Set exercise: Could you print, word for word, the lines below that begin with the one containing "Identify the skyscraper" and run through the very last line?

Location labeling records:
════════════════════

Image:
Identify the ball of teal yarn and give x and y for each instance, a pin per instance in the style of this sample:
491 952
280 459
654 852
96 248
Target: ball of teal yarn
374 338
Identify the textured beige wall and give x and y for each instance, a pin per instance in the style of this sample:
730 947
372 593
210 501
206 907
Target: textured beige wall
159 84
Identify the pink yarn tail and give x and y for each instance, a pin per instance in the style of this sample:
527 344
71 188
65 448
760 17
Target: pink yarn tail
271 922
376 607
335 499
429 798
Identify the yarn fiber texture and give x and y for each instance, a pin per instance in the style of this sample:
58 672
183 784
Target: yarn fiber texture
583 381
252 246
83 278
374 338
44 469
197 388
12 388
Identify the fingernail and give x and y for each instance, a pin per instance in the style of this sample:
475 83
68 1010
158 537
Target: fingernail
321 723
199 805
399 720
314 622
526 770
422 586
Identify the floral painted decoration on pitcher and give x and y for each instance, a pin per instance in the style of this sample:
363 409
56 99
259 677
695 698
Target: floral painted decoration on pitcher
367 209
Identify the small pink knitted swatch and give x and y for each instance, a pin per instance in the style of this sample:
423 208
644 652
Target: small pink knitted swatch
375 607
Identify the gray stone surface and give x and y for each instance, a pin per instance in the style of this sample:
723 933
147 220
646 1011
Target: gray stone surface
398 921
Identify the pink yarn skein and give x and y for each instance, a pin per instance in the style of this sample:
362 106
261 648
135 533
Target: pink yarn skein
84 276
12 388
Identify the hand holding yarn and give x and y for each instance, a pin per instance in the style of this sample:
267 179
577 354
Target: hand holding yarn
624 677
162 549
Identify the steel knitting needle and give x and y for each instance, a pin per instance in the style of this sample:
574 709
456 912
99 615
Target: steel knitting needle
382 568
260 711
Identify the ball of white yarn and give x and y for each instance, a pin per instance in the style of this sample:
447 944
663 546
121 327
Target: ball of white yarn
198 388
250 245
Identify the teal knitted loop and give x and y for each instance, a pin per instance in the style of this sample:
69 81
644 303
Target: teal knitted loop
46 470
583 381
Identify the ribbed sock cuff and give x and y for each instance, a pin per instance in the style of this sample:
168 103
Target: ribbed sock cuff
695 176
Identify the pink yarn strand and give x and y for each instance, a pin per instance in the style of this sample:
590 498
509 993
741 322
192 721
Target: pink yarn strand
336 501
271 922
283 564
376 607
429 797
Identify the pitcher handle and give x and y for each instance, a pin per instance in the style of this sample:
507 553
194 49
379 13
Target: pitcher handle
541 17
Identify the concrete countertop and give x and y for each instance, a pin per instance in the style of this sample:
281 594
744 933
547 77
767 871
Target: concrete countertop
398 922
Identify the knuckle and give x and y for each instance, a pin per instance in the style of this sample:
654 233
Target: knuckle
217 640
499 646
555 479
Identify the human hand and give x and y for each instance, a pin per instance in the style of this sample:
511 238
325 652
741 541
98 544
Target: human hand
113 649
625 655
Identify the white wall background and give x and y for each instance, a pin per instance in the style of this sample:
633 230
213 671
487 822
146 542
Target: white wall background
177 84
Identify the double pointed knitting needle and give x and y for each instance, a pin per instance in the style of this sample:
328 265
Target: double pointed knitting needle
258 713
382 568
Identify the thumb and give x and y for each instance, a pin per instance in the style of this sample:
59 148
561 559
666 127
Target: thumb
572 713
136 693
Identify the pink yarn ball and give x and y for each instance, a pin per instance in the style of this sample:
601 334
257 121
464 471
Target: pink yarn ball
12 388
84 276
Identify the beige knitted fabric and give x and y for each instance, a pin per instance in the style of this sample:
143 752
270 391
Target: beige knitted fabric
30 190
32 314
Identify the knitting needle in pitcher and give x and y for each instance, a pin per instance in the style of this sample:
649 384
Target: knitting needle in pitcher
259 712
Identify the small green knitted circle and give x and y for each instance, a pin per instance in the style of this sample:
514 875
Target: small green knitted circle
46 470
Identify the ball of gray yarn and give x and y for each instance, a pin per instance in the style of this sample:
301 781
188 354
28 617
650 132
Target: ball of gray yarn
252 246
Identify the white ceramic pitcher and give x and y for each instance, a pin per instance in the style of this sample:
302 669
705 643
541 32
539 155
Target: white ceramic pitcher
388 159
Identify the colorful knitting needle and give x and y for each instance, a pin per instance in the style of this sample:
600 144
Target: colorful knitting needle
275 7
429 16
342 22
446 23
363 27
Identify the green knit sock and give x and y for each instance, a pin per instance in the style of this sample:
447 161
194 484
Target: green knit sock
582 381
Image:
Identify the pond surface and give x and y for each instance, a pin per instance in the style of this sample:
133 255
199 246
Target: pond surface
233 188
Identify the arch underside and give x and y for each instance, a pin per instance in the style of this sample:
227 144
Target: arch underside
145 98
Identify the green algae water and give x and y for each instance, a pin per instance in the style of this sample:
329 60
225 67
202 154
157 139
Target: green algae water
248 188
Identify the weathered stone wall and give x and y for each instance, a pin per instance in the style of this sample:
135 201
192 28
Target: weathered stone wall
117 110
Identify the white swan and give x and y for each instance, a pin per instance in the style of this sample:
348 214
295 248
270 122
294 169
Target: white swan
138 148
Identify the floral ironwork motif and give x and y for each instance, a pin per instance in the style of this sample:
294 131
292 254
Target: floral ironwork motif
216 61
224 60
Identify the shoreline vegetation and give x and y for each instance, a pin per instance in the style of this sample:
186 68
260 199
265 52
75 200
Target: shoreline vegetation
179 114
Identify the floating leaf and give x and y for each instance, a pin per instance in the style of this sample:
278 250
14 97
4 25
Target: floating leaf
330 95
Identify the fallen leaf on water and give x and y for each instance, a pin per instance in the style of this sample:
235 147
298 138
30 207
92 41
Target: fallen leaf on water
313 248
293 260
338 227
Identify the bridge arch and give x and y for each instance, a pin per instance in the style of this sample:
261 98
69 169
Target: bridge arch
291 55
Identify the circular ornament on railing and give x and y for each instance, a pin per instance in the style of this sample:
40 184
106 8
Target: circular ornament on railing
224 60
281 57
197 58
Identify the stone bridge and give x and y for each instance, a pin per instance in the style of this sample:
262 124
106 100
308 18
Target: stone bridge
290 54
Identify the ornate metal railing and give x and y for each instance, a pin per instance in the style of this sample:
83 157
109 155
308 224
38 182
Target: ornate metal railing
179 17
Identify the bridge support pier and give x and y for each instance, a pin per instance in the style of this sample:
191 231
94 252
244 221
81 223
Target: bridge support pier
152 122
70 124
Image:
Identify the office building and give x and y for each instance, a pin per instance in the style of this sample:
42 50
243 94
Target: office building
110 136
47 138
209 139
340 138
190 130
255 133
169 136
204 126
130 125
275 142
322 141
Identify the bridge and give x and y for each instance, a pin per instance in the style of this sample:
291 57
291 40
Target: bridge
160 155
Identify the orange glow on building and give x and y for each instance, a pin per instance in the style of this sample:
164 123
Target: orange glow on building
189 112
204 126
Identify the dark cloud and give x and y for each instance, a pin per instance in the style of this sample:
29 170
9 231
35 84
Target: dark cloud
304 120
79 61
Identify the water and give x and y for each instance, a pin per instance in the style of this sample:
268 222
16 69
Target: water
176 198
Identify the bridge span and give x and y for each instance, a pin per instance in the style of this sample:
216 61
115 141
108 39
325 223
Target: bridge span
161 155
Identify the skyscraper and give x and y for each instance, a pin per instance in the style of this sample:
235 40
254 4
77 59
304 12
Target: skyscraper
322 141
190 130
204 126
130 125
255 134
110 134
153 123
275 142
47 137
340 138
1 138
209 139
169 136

════════════════════

Finished exercise:
Identify the skyscraper and give x and y for each instance, a pin per instance in the style of this sample:
235 40
254 4
77 59
304 12
Target: skyscraper
322 141
190 130
204 126
130 125
255 134
110 134
153 123
275 142
47 137
340 138
1 138
209 139
169 136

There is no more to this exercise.